---------- EXTRACTED MATERIAL ----------
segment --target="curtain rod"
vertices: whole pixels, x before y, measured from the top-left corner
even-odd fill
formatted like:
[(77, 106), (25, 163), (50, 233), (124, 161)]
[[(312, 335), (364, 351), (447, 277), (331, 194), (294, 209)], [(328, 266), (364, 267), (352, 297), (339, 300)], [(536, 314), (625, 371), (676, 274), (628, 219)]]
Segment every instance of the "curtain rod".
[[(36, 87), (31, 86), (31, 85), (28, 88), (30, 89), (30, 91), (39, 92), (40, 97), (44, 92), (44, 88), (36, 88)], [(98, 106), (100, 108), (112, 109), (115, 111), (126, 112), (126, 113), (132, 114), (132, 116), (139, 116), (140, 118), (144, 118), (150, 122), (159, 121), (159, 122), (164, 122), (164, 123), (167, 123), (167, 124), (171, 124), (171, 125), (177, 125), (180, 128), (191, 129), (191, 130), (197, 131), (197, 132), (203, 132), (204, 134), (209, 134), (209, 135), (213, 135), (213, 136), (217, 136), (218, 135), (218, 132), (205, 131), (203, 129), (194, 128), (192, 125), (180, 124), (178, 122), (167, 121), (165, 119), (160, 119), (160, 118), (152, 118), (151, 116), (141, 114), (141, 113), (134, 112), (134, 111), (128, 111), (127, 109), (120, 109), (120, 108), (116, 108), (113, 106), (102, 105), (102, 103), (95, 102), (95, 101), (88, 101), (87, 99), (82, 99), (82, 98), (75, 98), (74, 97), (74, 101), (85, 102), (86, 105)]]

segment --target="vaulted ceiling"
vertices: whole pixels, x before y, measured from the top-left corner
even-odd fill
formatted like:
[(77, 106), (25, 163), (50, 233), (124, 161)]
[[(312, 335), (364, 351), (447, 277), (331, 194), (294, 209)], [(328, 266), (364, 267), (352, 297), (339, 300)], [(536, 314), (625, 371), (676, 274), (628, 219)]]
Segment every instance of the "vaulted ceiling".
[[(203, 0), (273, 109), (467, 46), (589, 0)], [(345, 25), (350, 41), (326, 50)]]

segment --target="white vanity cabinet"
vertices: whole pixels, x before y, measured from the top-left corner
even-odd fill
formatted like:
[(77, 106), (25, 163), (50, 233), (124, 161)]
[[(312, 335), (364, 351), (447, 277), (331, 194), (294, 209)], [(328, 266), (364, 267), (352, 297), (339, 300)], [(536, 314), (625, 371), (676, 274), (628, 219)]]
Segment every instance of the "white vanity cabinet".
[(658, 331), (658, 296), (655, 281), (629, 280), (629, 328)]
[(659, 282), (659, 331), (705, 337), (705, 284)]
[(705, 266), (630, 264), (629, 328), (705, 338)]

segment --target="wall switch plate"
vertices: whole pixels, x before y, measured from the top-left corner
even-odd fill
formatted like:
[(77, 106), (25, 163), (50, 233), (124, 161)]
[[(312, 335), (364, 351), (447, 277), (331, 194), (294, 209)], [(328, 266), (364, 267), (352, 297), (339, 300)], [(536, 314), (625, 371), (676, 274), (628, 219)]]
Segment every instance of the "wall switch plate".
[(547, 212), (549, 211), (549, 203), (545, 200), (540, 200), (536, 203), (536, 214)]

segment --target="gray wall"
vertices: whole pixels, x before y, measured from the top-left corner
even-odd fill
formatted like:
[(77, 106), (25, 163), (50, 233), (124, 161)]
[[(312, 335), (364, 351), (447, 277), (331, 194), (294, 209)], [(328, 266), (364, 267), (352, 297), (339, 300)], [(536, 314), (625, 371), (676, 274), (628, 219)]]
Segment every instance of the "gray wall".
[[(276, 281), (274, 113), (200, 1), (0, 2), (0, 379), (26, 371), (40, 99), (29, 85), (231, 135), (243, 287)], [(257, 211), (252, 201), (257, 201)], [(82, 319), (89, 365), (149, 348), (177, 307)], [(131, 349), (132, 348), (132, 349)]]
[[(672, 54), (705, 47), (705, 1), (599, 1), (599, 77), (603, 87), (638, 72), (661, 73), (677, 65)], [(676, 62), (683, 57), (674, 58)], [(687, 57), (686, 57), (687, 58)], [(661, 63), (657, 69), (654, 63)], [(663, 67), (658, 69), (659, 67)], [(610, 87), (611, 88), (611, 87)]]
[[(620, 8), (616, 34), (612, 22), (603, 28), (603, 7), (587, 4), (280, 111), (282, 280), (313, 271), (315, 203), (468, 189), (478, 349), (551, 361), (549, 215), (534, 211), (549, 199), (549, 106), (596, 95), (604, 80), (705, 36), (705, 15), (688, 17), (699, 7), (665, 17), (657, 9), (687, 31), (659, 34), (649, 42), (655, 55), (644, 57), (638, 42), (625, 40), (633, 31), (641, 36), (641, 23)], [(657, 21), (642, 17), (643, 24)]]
----------
_WHAT TO PRODUCE_
Could you write out every line of the items above again without changing a single character?

_WRITTEN REPLY_
segment --target="curtain rod"
vertices: whole pixels, x before y, measured from the top-left corner
even-odd fill
formatted like:
[(77, 106), (25, 163), (50, 233), (124, 161)]
[[(312, 335), (364, 351), (447, 277), (331, 194), (294, 209)], [(328, 266), (364, 267), (352, 297), (339, 300)], [(536, 314), (625, 371), (676, 274), (628, 219)]]
Segment every instance of the "curtain rod".
[[(36, 87), (31, 86), (31, 85), (28, 88), (30, 89), (30, 91), (39, 92), (40, 97), (44, 92), (44, 88), (36, 88)], [(98, 106), (100, 108), (112, 109), (115, 111), (126, 112), (126, 113), (132, 114), (132, 116), (139, 116), (140, 118), (144, 118), (150, 122), (159, 121), (159, 122), (164, 122), (164, 123), (167, 123), (167, 124), (171, 124), (171, 125), (177, 125), (180, 128), (191, 129), (191, 130), (197, 131), (197, 132), (203, 132), (204, 134), (209, 134), (209, 135), (213, 135), (213, 136), (217, 136), (218, 135), (218, 132), (205, 131), (203, 129), (194, 128), (192, 125), (180, 124), (178, 122), (167, 121), (165, 119), (160, 119), (160, 118), (152, 118), (151, 116), (141, 114), (141, 113), (134, 112), (134, 111), (128, 111), (127, 109), (120, 109), (120, 108), (116, 108), (113, 106), (102, 105), (102, 103), (95, 102), (95, 101), (88, 101), (87, 99), (82, 99), (82, 98), (75, 98), (74, 97), (74, 101), (85, 102), (86, 105)]]

segment --target="vaulted ceiling"
vertices: whole pixels, x before y, measured from the top-left corner
even-odd fill
formatted like:
[(77, 106), (25, 163), (50, 233), (124, 161)]
[[(312, 335), (364, 351), (447, 277), (331, 194), (294, 209)], [(328, 266), (364, 267), (352, 297), (339, 300)], [(536, 314), (625, 371), (676, 274), (628, 219)]]
Segment every instance of the "vaulted ceiling".
[[(203, 0), (273, 109), (467, 46), (589, 0)], [(345, 25), (350, 41), (326, 50)]]

segment --target="white vanity cabinet"
vertices: whole pixels, x before y, measured from the top-left corner
even-odd fill
formatted like:
[(77, 106), (25, 163), (50, 233), (124, 161)]
[[(312, 335), (364, 351), (447, 277), (331, 194), (294, 209)], [(328, 266), (364, 267), (352, 297), (339, 300)], [(536, 314), (625, 371), (676, 274), (628, 219)]]
Segment every instance of the "white vanity cabinet".
[(658, 331), (658, 296), (655, 281), (629, 280), (629, 328)]
[(659, 282), (659, 331), (705, 337), (705, 284)]
[(705, 266), (630, 264), (629, 328), (705, 338)]

segment --target="wall switch plate"
vertices: whole pixels, x before y, measured from the top-left corner
even-odd fill
formatted like:
[(77, 106), (25, 163), (50, 233), (124, 161)]
[[(312, 335), (364, 351), (447, 277), (331, 194), (294, 209)], [(328, 266), (364, 267), (352, 297), (339, 300)], [(536, 314), (625, 371), (676, 274), (628, 219)]]
Segment every instance of the "wall switch plate".
[(547, 212), (549, 211), (549, 203), (545, 200), (540, 200), (536, 203), (536, 214)]

segment --target="gray wall"
vertices: whole pixels, x before y, measured from the top-left corner
even-odd fill
formatted like:
[(77, 106), (25, 163), (50, 233), (124, 161)]
[[(312, 335), (364, 351), (447, 277), (331, 194), (294, 209)], [(328, 266), (364, 267), (352, 297), (339, 300)], [(536, 314), (625, 371), (676, 274), (628, 219)]]
Segment every instance of the "gray wall".
[[(276, 281), (274, 113), (200, 1), (0, 2), (0, 379), (26, 371), (40, 99), (29, 85), (231, 135), (243, 287)], [(257, 211), (252, 201), (257, 201)], [(82, 319), (89, 365), (149, 348), (177, 307)], [(131, 349), (132, 348), (132, 349)]]
[[(672, 54), (705, 47), (705, 1), (599, 1), (599, 77), (603, 87), (638, 72), (661, 73), (677, 65)], [(676, 62), (683, 57), (674, 58)], [(687, 57), (686, 57), (687, 58)], [(661, 63), (657, 69), (654, 63)], [(663, 67), (658, 69), (659, 67)], [(610, 87), (611, 88), (611, 87)]]
[[(620, 8), (616, 34), (612, 22), (603, 28), (603, 7), (587, 4), (280, 111), (282, 280), (313, 271), (315, 203), (468, 189), (478, 349), (551, 361), (549, 215), (534, 211), (549, 199), (549, 106), (596, 95), (604, 80), (705, 36), (705, 15), (688, 17), (699, 7), (665, 17), (657, 9), (687, 31), (659, 34), (649, 42), (655, 55), (644, 57), (638, 42), (625, 40), (633, 31), (641, 36), (641, 23)], [(657, 21), (642, 17), (643, 24)]]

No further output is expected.